• **PROVIDED TEXT**
▶

Advance notice that I'd like to make Cabal depend on parsec

Duncan Coutts-4
On Thu, 2013-03-14 at 16:44 +0000, Simon Peyton-Jones wrote:
> Yes I think that'd be a great plan.  It's bizarre that GHC depends on
> *all* of Cabal, but only uses a tiny part of it (more or less the
> Package data type I think).

The sensible way to split it (I think) would be like this:

cabal-lib:
  Distribution.*
  -- containing definitions of types and parsers & pretty printers
  -- including the InstalledPackageInfo

cabal-build-simple
  Distribution.Simple.*
  -- the build system for "Simple" packages

cabal
  -- the program, what is currently called cabal-install

And then the ghc package would only depend on the cabal-lib package. But
it's that package that is going to use bytestring, text, parsec etc, for
its type definitions and parser.

The InstalledPackageInfo and its parser is what ghc and ghc-pkg
primarily use (though there's the opportunity to share code for handling
package indexes) and that type and that parser are also going to end up
using text and parsec etc.

It'd be possible to split things out further and have
InstalledPackageInfo and the types it uses and a special parser just for
that with fewer dependencies, but I'm not sure that's really worth it
and it would duplicate things (the types and/or parsers shared by
InstalledPackageInfo and the source package description).

So all in all, the split I suggest above makes sense for its own reasons
but it wouldn't help ghc here, and a further split just to help ghc
would be rather annoying.

Duncan

> |  -----Original Message-----
> |  From: cabal-devel-bounces at haskell.org [mailto:cabal-devel-bounces at haskell.org]
> |  On Behalf Of Administrator
> |  Sent: 14 March 2013 15:23
> |  To: Duncan Coutts
> |  Cc: Lentczner; cabal-devel; Haskell Libraries; ghc-devs at haskell.org
> |  Subject: Re: Advance notice that I'd like to make Cabal depend on parsec
> |  
> |  This GHC dependency on Cabal is putting a rather troubling constraint
> |  in Cabal's evolution, which in my opinion is a serious problem. When I
> |  first took a look at the dependencies between GHC and Cabal I found it
> |  a bit strange that GHC would depend on Cabal as I would expect GHC to
> |  be as low in the dependency tree as possible to avoid exactly these
> |  kinds of problems.

◀

• **EXTRACTED DATA**
▶

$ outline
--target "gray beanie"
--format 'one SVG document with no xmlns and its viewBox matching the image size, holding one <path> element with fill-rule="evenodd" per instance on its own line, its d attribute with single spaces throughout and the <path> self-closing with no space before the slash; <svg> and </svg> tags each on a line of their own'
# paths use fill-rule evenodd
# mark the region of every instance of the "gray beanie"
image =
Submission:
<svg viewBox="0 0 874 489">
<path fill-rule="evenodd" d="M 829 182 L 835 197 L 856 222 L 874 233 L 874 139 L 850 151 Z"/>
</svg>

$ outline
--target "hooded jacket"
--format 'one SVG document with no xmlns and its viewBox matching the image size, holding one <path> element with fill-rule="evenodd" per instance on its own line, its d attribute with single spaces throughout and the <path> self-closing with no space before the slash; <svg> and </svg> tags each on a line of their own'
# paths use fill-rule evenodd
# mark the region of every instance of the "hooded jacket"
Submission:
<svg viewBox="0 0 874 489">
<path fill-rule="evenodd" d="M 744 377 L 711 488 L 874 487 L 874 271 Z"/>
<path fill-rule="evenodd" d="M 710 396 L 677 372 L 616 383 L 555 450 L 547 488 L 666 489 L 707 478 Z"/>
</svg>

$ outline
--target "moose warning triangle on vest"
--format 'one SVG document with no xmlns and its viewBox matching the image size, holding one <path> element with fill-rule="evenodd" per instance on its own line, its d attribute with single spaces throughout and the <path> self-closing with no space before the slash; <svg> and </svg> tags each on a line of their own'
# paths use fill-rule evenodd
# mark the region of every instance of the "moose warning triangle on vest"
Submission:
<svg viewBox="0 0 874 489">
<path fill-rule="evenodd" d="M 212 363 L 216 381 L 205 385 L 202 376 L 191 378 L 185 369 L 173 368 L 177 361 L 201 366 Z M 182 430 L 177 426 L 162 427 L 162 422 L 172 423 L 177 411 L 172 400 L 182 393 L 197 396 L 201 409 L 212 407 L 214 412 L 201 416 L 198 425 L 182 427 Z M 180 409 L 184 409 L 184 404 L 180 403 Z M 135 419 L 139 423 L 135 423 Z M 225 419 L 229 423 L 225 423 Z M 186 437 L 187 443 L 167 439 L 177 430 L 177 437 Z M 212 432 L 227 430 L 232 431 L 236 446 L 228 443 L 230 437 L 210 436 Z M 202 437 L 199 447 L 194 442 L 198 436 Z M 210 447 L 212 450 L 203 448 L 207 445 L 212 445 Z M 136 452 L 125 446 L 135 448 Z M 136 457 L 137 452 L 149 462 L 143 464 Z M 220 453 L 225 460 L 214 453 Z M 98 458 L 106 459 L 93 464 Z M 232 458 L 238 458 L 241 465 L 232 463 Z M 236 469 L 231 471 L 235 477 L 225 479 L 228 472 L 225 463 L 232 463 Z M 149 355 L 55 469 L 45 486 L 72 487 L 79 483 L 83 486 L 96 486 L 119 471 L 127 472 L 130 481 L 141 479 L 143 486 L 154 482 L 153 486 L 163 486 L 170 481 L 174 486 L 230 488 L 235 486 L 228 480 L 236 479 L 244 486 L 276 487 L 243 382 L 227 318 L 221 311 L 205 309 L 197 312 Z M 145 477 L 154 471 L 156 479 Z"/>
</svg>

◀

• **GIVEN INSTRUCTION A**
According to the thread on making Cabal depend on parsec, why would the proposed three-package split of Cabal not help GHC avoid the new dependencies? Answer in one to three sentences.
• **GIVEN INSTRUCTION B**
Answer these questions from the thread on making Cabal depend on parsec:
(i) What does the proposed cabal-build-simple package contain?
(ii) What part of Cabal does Simon Peyton-Jones think GHC actually uses?
(iii) Where did the writer of the original message expect GHC to sit in the dependency tree?

• **CORRECT RESPONSE A**
GHC would depend only on cabal-lib, and that is the package that will use bytestring, text, parsec and so on for its type definitions and parser. The InstalledPackageInfo type and its parser, which ghc and ghc-pkg mainly use, will also end up using text and parsec.

• **CORRECT RESPONSE B**
(i) Distribution.Simple.*, the build system for "Simple" packages.
(ii) A tiny part, more or less the Package data type.
(iii) As low as possible.